Re: [BackupPC-users] Scaling BackupPC

Timothy J. Massey Thu, 17 Jan 2008 09:42:07 -0800

Ski Kacoroski <[EMAIL PROTECTED]> wrote on 01/17/2008 11:40:15 AM:

 > I have actually done the replication for a smaller site where BackupPC
 > is backing up about 10 machines so it is only running for a few hours a
 > day.  When it is not running I have an rsync to a separate machine
 > run.  The BackupPC instance on that machine can easily be used for
 > restores and, if I turn it on, for backups.  I typically keep BackupPC
 > on the second machine turned off as it is only used in case the first
 > machine fails.  I am not if this will scale because of the hard links,
 > but perhaps if I used DRDB I could get around that problem.


You have described a jury-rigged active/standby cluster, with a manual 
sync between the two.  It certainly works, as far as it goes.  And I am 
implementing something similar with DRDB.  But I am hoping for better.

There's a lot of button-pushing required in your solution:  making sure 
that BackupPC isn't actively doing anything on the active server (or 
actually stoppoing BackupPC), then rsyncing the data to the other box 
(which everyone says is not scalable without *tons* of RAM on both 
boxes), then possibly starting BackupPC again.  And there's no 
coordination between the two instances:   the moment the copy is 
finished, they're two separate pools with separate schedules, etc. 
Which is why, of course, you have to leave BackupPC shut down on the 
other box.  DRDB helps:  it eliminates both shutting down BackupPC and 
rsync limitations for duplicating the pool.  You could also do the same 
thing with breaking a RAID-1 mirror:  Les brings this up every time!  :)

DIRECTIVES »
**1.** Name every person mentioned in the post about scaling BackupPC.
**2.** From the post about scaling BackupPC, return the stretch from "You have described" through "hoping for better.".

RECORD LIST »
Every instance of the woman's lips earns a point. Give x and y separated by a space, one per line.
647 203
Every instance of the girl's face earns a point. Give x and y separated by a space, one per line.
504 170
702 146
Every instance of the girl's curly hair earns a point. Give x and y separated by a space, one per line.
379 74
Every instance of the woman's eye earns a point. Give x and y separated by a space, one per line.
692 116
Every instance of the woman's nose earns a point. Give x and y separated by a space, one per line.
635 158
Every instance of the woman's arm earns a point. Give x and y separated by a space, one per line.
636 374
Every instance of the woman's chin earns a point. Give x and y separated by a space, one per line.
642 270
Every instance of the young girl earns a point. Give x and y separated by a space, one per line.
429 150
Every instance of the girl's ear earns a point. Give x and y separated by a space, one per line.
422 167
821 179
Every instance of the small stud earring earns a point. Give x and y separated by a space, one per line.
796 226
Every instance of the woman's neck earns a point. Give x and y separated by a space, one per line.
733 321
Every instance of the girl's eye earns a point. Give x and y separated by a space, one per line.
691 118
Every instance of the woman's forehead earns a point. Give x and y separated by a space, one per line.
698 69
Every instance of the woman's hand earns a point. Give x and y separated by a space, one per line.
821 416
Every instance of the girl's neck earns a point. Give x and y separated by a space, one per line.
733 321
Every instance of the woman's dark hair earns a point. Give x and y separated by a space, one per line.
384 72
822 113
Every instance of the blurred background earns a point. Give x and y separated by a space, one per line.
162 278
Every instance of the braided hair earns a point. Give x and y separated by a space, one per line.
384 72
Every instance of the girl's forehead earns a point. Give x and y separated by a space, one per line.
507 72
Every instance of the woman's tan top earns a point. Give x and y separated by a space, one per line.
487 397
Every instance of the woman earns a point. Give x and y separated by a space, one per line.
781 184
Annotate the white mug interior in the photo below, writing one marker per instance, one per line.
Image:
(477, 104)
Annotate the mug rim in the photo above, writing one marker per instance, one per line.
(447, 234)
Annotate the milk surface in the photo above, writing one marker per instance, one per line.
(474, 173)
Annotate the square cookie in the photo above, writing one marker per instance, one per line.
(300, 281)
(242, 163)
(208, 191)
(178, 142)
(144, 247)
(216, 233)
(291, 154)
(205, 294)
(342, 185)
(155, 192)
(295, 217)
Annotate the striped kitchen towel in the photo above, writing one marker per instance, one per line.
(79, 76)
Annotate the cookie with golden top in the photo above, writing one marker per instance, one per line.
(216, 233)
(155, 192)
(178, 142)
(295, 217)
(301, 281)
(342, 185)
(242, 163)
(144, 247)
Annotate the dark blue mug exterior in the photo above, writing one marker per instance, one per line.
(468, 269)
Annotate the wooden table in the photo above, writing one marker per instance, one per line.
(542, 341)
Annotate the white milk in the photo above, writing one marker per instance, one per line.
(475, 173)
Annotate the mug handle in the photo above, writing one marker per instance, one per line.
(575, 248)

PROBLEM SOLUTIONS »
**1.**
Timothy J. Massey
Ski Kacoroski
Les

**2.**
You have described a jury-rigged active/standby cluster, with a manual 
sync between the two.  It certainly works, as far as it goes.  And I am 
implementing something similar with DRDB.  But I am hoping for better.